Directions for this task: Transcribe, exactly as they appear, only the lines from the one holding "Target: clear blue sky" through the end of the entries below.

Records provided:
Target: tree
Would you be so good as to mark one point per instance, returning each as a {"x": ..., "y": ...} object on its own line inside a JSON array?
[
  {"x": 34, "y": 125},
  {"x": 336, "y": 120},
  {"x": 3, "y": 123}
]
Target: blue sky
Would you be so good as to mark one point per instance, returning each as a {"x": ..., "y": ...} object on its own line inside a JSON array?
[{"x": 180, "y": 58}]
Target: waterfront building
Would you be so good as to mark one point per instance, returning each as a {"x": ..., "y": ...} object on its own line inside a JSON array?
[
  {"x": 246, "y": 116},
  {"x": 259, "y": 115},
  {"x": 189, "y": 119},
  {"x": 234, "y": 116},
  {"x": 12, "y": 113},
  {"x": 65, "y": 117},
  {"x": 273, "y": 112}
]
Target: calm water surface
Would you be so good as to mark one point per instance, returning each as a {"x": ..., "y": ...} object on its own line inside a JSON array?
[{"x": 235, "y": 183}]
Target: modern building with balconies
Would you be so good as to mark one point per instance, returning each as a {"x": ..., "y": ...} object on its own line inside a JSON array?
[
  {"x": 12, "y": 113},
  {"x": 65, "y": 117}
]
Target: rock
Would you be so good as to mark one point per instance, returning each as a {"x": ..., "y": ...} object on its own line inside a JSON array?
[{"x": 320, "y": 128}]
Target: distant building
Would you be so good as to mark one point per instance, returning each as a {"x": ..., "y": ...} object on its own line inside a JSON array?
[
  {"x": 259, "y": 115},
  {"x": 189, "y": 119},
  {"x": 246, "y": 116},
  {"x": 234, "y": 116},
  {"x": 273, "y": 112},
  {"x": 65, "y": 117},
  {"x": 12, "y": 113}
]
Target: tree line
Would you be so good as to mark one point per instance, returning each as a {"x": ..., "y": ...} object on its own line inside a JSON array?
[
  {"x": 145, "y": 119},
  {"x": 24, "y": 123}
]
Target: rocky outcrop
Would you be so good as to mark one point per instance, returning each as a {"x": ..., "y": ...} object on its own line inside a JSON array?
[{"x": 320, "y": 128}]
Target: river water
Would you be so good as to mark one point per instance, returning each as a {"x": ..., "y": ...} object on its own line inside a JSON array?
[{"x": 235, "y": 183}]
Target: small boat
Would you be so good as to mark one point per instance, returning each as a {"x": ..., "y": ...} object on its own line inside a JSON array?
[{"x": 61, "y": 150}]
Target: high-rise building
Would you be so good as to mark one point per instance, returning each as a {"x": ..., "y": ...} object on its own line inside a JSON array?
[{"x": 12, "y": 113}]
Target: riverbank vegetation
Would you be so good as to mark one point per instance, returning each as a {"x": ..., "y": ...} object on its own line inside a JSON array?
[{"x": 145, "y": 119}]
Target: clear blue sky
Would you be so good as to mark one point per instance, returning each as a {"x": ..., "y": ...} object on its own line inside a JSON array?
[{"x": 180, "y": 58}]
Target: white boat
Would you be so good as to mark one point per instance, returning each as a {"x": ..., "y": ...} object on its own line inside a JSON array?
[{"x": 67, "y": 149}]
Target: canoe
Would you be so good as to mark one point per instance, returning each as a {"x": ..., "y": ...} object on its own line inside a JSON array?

Exercise result:
Target: clear blue sky
Would you be so good as to mark one point per instance, returning each as a {"x": ..., "y": ...} object on its own line inside a JSON array?
[{"x": 180, "y": 58}]
Target: white boat
Would you be so good as to mark one point per instance, returning each as a {"x": ..., "y": ...} object on its own line inside a JSON array?
[{"x": 67, "y": 149}]
Target: canoe
Would you be so good as to mark one point per instance, returning each as a {"x": ..., "y": ...} object on its own line inside a JSON array?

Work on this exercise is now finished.